## Given instruction 1
In the passage on hadith classification, explain in one to three sentences why an ordinary Muttasil hadith that goes back only to a Companion or Successor is not a Musnad hadith under al-Hakim's definition.
## Given instruction 2
Render this sentence from the passage on hadith classification in Spanish: "By this definition, an ordinary Muttasil hadith (i.e. one with an uninterrupted isnad) is excluded if it goes back only to a Companion or Successor, as is a Marfu` hadith which has an interrupted isnad."
## Given instruction 3
Write out the passage on hadith classification word for word, starting at "The Classification Of Hadith: According" and ending at "an interrupted isnad.".

## Selected extract
──────────

The Classification Of Hadith: According To The Links In The isnad


Al-Hakim defines a Musnad (“supported”) hadith as follows: “A hadith which a traditionist reports from his shaikh from whom he is known to have heard (ahadith) at a time of life suitable for learning, and similarly in turn for each shaikh, until the isnad reaches a well- known Companion, who in turn reports from the Prophet (may Allah bless him and grant him peace).”8

By this definition, an ordinary Muttasil hadith (i.e. one with an uninterrupted isnad) is excluded if it goes back only to a Companion or Successor, as is a Marfu` hadith which has an interrupted isnad.

Al-Hakim gives the following example of a Musnad hadith: We reported from Abu `Amr `Uthman b. Ahmad al-Sammak al-Baghdadi === Al-Hasan b. Mukarram === `Uthman b. `Amr === Yunus — al-Zuhri — `Abdullah b. Ka`b b. Malik — his father, who asked Ibn Abi Hadrad for payment of a debt he owed to him, in the mosque. During the ensuing argument, their voices were raised until heard by the Messenger of Allah (may Allah bless him and grant him peace), who eventually lifted the curtain of his apartment and said, “O Ka`b! Write off a part of your debt” – he meant remission of half of it. So he agreed, and the man paid him.

──────────

## Rows
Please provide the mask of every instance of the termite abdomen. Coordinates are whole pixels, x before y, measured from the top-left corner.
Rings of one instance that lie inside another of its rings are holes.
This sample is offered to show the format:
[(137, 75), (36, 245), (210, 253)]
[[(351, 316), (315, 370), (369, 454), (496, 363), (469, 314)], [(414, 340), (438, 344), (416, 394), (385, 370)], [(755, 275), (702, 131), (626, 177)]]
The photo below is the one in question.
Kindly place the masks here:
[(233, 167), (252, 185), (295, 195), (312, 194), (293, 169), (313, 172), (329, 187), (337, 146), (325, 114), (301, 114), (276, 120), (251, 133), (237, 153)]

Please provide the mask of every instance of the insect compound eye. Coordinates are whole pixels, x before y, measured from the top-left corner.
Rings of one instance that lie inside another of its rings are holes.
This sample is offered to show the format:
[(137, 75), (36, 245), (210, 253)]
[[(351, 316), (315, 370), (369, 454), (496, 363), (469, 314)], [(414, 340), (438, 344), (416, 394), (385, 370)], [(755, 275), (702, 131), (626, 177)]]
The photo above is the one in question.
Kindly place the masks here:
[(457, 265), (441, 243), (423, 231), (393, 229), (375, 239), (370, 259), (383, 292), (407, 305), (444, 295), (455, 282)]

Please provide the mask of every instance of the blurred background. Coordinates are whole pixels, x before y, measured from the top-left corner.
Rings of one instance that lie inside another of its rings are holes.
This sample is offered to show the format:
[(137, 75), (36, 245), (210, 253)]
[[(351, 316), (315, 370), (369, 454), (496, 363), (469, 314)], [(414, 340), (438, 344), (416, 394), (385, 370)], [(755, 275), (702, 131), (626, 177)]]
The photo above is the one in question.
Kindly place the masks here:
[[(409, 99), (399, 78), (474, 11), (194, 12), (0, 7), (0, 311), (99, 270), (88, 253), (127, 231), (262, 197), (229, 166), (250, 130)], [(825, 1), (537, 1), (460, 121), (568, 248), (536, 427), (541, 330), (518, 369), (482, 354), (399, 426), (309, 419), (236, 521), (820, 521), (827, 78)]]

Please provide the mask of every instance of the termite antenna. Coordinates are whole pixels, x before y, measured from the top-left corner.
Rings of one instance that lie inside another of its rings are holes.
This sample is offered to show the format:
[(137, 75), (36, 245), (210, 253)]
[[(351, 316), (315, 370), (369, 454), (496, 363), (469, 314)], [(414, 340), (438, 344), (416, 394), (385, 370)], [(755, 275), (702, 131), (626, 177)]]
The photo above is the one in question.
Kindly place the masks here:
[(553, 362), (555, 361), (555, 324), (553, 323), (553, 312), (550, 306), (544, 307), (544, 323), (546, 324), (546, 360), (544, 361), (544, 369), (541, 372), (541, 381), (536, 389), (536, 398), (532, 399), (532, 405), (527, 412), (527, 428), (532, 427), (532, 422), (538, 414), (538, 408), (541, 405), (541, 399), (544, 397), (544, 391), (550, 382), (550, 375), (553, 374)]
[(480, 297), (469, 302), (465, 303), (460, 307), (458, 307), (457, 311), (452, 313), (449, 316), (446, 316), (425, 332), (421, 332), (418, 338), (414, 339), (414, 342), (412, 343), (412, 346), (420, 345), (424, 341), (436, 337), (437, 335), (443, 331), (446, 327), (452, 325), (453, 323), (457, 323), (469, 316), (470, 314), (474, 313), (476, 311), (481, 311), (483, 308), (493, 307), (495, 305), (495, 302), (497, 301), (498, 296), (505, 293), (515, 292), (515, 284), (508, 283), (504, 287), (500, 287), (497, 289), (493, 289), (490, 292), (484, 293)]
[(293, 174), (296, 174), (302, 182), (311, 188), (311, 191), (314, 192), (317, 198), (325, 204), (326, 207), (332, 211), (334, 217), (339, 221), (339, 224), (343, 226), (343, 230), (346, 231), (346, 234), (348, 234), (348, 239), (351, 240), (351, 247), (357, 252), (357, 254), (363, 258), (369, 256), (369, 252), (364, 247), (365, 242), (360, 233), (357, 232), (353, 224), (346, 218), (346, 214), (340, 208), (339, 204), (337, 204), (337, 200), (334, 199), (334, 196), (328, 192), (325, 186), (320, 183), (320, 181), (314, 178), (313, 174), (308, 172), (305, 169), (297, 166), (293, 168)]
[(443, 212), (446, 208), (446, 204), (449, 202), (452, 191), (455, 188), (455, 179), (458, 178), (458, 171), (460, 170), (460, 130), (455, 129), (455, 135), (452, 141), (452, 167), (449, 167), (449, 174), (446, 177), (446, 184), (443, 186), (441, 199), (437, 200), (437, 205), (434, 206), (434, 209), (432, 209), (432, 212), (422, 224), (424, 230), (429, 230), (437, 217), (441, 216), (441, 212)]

──────────

## Exercise answer 1
Al-Hakim's definition requires the isnad to reach a well-known Companion, who in turn reports from the Prophet. A Muttasil hadith has an uninterrupted isnad, but if it stops at a Companion or Successor it does not reach the Prophet, so that definition excludes it.

## Exercise answer 2
Según esta definición, un hadiz Muttasil ordinario (es decir, uno con un isnad ininterrumpido) queda excluido si se remonta solo a un Compañero o a un Sucesor, al igual que un hadiz Marfu` que tiene un isnad interrumpido.

## Exercise answer 3
The Classification Of Hadith: According To The Links In The isnad


Al-Hakim defines a Musnad (“supported”) hadith as follows: “A hadith which a traditionist reports from his shaikh from whom he is known to have heard (ahadith) at a time of life suitable for learning, and similarly in turn for each shaikh, until the isnad reaches a well- known Companion, who in turn reports from the Prophet (may Allah bless him and grant him peace).”8

By this definition, an ordinary Muttasil hadith (i.e. one with an uninterrupted isnad) is excluded if it goes back only to a Companion or Successor, as is a Marfu` hadith which has an interrupted isnad.